Maidstone and Tunbridge Wells NHS Trust roll out new EPR

  • 13 October 2021
Maidstone and Tunbridge Wells NHS Trust roll out new EPR

Maidstone and Tunbridge Wells NHS Trust has deployed a new electronic patient record from Allscripts to help facilitate joined up care.

The trust has deployed the Sunrise Electronic Patient Record (EPR) across both its hospitals’ emergency departments, as well as paediatric inpatient services, gastroenterology and neurology outpatients and ordering tests and making referrals across the trust.

The move to the new EPR is a step closer to the trust’s ‘digital first, paper second’ strategy and already the clinical benefits are being felt. Manual, time-consuming processes have been digitised. The automation of labelling alone has saved staff eight hours per day in the processing of pathology forms which frees up time for hospital staff to spend more time caring for patients.

Additionally, because all information is recorded and stored within the EPR, clinicians have a better overview of each patient’s care pathway.

Within the trust’s emergency departments workflows are also being transformed through the use of the EPR.

Sue Forsey, director of IT for the trust, said: “Previously clinicians would be walking around to manually track patients, or to review notes from junior doctors. Now, all processes are stored in Sunrise, so notes can be reviewed or exchanged without having to take the trip down to ED.

“The tab functionality within Sunrise also allows our clinical teams to use the EPR to easily access other applications acting as a portal so they have the right information, in the right place, when they need it. Our patients will experience less repetition too as all clinicians in their care pathway will have greater visibility of their needs.”

Problems and tasks »
- a) Using the EPR rollout article, explain why clinicians now have a better overview of each patient's care pathway. Answer in one to three sentences.
- b) Please state, from the EPR rollout article, how much staff time per day the automation of labelling has saved.
The lines that come next are separate material and have nothing to do with the EPR rollout article.

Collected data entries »
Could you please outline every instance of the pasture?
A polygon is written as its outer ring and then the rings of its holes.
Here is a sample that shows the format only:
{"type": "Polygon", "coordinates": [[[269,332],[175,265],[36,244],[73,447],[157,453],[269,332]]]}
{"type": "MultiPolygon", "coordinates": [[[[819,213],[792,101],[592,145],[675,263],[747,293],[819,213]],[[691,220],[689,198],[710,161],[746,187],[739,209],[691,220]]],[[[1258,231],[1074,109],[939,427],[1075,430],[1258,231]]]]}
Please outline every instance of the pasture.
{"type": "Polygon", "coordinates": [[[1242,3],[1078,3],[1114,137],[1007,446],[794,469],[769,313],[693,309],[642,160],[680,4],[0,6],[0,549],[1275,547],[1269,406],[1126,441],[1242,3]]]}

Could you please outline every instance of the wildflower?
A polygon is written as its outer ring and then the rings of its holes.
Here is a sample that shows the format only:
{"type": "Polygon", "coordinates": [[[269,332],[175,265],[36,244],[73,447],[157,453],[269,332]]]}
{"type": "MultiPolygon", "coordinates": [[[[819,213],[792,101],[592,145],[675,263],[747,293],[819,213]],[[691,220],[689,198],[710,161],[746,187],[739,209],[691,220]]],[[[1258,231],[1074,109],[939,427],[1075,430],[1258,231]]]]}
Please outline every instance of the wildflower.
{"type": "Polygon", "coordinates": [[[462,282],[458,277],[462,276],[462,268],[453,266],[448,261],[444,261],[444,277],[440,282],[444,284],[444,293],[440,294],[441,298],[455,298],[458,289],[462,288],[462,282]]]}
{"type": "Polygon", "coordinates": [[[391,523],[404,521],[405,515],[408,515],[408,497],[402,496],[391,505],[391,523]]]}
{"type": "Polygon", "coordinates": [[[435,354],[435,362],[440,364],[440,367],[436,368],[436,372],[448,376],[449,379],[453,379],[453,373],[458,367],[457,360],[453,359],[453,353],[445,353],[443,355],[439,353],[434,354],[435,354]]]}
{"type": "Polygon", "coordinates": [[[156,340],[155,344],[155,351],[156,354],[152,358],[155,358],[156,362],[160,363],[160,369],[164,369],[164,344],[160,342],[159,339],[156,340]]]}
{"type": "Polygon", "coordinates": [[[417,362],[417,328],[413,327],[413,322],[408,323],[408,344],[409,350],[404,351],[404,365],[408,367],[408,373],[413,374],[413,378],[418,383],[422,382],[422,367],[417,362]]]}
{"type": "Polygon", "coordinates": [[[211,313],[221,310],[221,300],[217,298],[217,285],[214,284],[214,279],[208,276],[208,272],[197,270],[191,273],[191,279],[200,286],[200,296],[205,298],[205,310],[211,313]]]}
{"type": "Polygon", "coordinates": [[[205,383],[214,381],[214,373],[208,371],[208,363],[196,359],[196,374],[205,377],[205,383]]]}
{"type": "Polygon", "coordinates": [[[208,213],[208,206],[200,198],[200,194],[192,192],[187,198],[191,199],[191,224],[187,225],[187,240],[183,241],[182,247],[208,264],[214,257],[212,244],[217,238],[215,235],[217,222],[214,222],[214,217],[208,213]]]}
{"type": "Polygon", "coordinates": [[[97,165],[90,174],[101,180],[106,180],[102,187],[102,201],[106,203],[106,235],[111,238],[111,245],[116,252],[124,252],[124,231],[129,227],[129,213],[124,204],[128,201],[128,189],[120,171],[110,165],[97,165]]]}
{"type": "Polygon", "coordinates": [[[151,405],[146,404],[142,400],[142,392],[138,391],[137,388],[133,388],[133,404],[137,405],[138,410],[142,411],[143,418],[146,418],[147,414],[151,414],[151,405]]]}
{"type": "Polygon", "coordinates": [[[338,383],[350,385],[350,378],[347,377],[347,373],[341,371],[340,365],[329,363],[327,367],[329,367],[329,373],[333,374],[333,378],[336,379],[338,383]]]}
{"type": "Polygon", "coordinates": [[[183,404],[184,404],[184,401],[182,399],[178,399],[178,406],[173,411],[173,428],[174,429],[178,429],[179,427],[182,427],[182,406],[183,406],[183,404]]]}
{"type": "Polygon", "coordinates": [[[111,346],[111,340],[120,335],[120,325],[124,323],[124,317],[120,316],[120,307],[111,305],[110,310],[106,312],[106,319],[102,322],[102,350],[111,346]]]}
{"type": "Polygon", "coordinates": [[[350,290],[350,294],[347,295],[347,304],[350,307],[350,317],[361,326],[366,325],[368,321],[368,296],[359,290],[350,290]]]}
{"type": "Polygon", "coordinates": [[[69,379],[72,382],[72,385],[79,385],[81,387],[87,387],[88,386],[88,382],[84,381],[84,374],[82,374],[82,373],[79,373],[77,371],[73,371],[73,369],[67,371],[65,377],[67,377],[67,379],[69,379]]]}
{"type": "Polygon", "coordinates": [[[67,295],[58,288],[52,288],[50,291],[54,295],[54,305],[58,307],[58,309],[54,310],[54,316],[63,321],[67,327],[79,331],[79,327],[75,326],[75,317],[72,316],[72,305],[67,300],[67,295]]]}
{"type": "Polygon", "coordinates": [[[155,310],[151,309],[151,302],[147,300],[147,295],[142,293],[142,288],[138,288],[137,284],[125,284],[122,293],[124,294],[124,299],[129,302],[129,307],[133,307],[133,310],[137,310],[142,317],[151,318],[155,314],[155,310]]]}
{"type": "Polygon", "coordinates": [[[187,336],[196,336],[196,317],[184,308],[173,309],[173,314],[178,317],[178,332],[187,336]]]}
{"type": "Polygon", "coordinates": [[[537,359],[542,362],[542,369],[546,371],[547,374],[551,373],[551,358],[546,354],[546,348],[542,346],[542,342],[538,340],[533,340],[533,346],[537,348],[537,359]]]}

Numbered responses »
- a) All information is recorded and stored within the EPR. As a result, clinicians can see the whole of each patient's care pathway in the one system.

- b) Eight hours per day in the processing of pathology forms.